## ARTICLE

— BEGIN —

Joel Marcus Johnson | Easton, MD United States | 07/26/2005
(5 out of 5 stars)

"Mondelli and kph37's reviews are really into the spirit of the work, and I have no complaints with them at all.

There are political considerations on two levels. Let me dispose of the first quickly, though I don't mean to do so, because Haitink is truly one of the great conductors of the 20th century. But let's face it that he got caught up in the conductor contest of the Post-Reiner era, when recording companies were elevating Their Man over the others in a marketing joust. Poor Bernard was, in my opinion, a victim in this competition. He was the one who saw the value in letting us hear the inner parts, apart from the raging brass of Solti and colorful antics of Bernstein. Mercy!

As for Fidi's shortness of breath or trailing line, well, I think this was the reason for staging him in the work. Imagine, by contrast, bringing in, say, the great Erich Kunz. The bass-baritone portions of this work are those of resignation, not of confidence. For the sake of the poetry, Fidi was perfect. He is not supposed to be the bombast vocalist. His is the voice of sad resignation.

Now, the other political level, that of the composer. Shostakovich lived under Stalin's thumb, to an extent that no composer today can imagine. Some understanding of history is in order. Dmitri was in a life and death struggle with the homicidal maniac controlling the former Soviet Union. Some understanding of art requires an understanding of history. And, therefore, of empathy with Dmitri.

— END —

## SUPPLIED ENTRIES
— BEGIN —

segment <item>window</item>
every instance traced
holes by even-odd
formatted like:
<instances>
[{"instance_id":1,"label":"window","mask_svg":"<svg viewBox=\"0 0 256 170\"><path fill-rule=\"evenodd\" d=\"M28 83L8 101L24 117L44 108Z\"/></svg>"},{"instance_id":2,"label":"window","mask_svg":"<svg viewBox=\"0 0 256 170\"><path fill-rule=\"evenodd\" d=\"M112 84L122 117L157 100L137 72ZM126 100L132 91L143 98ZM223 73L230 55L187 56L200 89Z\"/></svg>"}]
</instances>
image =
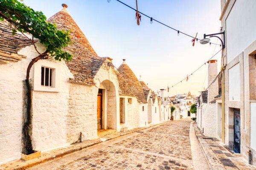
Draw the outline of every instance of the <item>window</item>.
<instances>
[{"instance_id":1,"label":"window","mask_svg":"<svg viewBox=\"0 0 256 170\"><path fill-rule=\"evenodd\" d=\"M59 92L61 78L72 77L63 73L61 74L61 64L48 60L41 60L34 65L33 90ZM66 71L64 70L64 71Z\"/></svg>"},{"instance_id":2,"label":"window","mask_svg":"<svg viewBox=\"0 0 256 170\"><path fill-rule=\"evenodd\" d=\"M131 104L132 103L132 100L131 98L128 98L128 103Z\"/></svg>"},{"instance_id":3,"label":"window","mask_svg":"<svg viewBox=\"0 0 256 170\"><path fill-rule=\"evenodd\" d=\"M52 87L52 72L54 69L41 67L41 85Z\"/></svg>"}]
</instances>

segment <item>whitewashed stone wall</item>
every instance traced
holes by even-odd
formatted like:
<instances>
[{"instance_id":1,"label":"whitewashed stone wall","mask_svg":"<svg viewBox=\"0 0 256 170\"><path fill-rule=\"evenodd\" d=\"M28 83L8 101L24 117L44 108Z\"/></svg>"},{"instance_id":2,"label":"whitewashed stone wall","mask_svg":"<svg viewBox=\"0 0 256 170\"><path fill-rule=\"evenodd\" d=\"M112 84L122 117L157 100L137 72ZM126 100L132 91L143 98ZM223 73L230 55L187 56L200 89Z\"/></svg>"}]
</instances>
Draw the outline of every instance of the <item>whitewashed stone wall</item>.
<instances>
[{"instance_id":1,"label":"whitewashed stone wall","mask_svg":"<svg viewBox=\"0 0 256 170\"><path fill-rule=\"evenodd\" d=\"M216 137L217 107L216 103L204 104L202 106L202 129L205 136Z\"/></svg>"},{"instance_id":2,"label":"whitewashed stone wall","mask_svg":"<svg viewBox=\"0 0 256 170\"><path fill-rule=\"evenodd\" d=\"M107 60L105 62L111 62L111 61ZM104 128L116 129L118 131L120 131L119 85L113 69L106 68L106 65L103 64L97 73L94 82L97 88L97 94L99 88L105 89L102 100ZM97 102L96 103L96 104Z\"/></svg>"},{"instance_id":3,"label":"whitewashed stone wall","mask_svg":"<svg viewBox=\"0 0 256 170\"><path fill-rule=\"evenodd\" d=\"M26 59L0 65L0 163L20 157L22 81L26 79L29 59L36 55L31 47L26 48Z\"/></svg>"},{"instance_id":4,"label":"whitewashed stone wall","mask_svg":"<svg viewBox=\"0 0 256 170\"><path fill-rule=\"evenodd\" d=\"M152 124L159 123L160 122L159 116L159 106L157 99L156 99L152 107Z\"/></svg>"},{"instance_id":5,"label":"whitewashed stone wall","mask_svg":"<svg viewBox=\"0 0 256 170\"><path fill-rule=\"evenodd\" d=\"M97 88L77 83L70 83L67 116L67 141L73 143L97 138Z\"/></svg>"},{"instance_id":6,"label":"whitewashed stone wall","mask_svg":"<svg viewBox=\"0 0 256 170\"><path fill-rule=\"evenodd\" d=\"M36 45L40 52L44 51L42 45L37 43ZM2 71L0 72L0 163L20 158L23 109L22 81L26 79L29 62L38 55L34 46L27 46L18 53L26 56L26 58L17 62L0 65L0 70ZM42 63L55 66L62 72L61 77L58 77L62 89L59 92L32 91L32 145L34 149L45 151L67 144L65 127L68 96L67 82L73 76L64 62L54 60L41 60L34 65ZM38 82L34 81L34 67L30 71L32 85ZM41 83L41 80L39 82Z\"/></svg>"},{"instance_id":7,"label":"whitewashed stone wall","mask_svg":"<svg viewBox=\"0 0 256 170\"><path fill-rule=\"evenodd\" d=\"M125 123L121 125L121 128L127 128L128 129L131 129L138 128L140 126L140 106L137 98L130 96L120 95L120 97L124 99L125 112ZM131 99L131 104L128 103L128 99Z\"/></svg>"},{"instance_id":8,"label":"whitewashed stone wall","mask_svg":"<svg viewBox=\"0 0 256 170\"><path fill-rule=\"evenodd\" d=\"M144 107L144 111L143 109ZM140 105L140 127L148 125L148 103L141 103Z\"/></svg>"},{"instance_id":9,"label":"whitewashed stone wall","mask_svg":"<svg viewBox=\"0 0 256 170\"><path fill-rule=\"evenodd\" d=\"M59 86L57 87L59 91L49 92L45 89L45 91L34 90L32 92L33 148L45 151L68 145L66 126L69 91L68 81L73 76L64 61L56 61L52 59L37 62L33 69L33 77L41 77L41 66L54 68L55 72L61 73L55 77ZM40 71L36 71L36 68ZM41 86L41 79L39 81L34 79L34 86L36 84Z\"/></svg>"}]
</instances>

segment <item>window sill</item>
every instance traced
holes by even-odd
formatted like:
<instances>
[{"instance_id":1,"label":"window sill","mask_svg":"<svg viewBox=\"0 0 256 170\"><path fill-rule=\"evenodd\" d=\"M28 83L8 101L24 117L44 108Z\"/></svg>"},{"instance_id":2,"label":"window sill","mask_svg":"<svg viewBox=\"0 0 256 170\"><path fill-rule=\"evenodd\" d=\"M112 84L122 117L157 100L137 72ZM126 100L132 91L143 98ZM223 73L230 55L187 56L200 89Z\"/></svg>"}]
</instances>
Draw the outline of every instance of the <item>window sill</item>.
<instances>
[{"instance_id":1,"label":"window sill","mask_svg":"<svg viewBox=\"0 0 256 170\"><path fill-rule=\"evenodd\" d=\"M59 92L59 89L56 88L49 88L46 87L38 87L34 88L34 91L46 91L49 92Z\"/></svg>"}]
</instances>

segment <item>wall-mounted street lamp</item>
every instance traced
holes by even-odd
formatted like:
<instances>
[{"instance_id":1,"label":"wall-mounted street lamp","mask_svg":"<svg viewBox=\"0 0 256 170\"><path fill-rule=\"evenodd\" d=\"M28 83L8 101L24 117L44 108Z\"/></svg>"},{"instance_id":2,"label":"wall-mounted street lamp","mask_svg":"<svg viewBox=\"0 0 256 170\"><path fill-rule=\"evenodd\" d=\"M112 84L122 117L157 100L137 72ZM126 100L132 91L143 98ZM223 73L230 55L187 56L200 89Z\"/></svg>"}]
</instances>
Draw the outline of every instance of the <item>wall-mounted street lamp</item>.
<instances>
[{"instance_id":1,"label":"wall-mounted street lamp","mask_svg":"<svg viewBox=\"0 0 256 170\"><path fill-rule=\"evenodd\" d=\"M221 38L218 36L216 36L216 35L223 34L223 41ZM215 37L218 38L221 42L221 45L222 45L222 48L225 48L225 31L223 32L220 32L219 33L212 34L211 34L206 35L205 34L204 34L204 39L200 40L200 44L206 44L210 42L210 39L206 38L207 37Z\"/></svg>"}]
</instances>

— END —

## EXERCISES
1/ Swap "reviews" for "comments" and give the stretch of the Shostakovich review from "Joel Marcus Johnson" through "them at all." again.
2/ Carry the Shostakovich review forward from its last sentence.

## EXPECTED RESULTS
1/
Joel Marcus Johnson | Easton, MD United States | 07/26/2005
(5 out of 5 stars)

"Mondelli and kph37's comments are really into the spirit of the work, and I have no complaints with them at all.

2/
All told, this is a sublime recording. In future generations, the work will be reviewed only from the technical point of view. It takes musicians who lived through that ghastly horror of the German invasion of Russia, of one racist terrorist regime invading another.

This is a very perturbing work. Who could have done it better than those who lived through it?

Then, Ortrum Wenkel's performance of the Tsvetaeva songs should be given more attention. Yes, they are pretty literal readings. But aren't the works written the same dead pan way? These are hardly folksongs in the sense of Mahler or Britten, but introspective pieces. I really like her work here.

Buy this CD it while it lasts."
A Richly Nuanced Performance of Shostakovich's Symphony of D
Grady Harp | Los Angeles, CA United States | 02/03/2006
(5 out of 5 stars)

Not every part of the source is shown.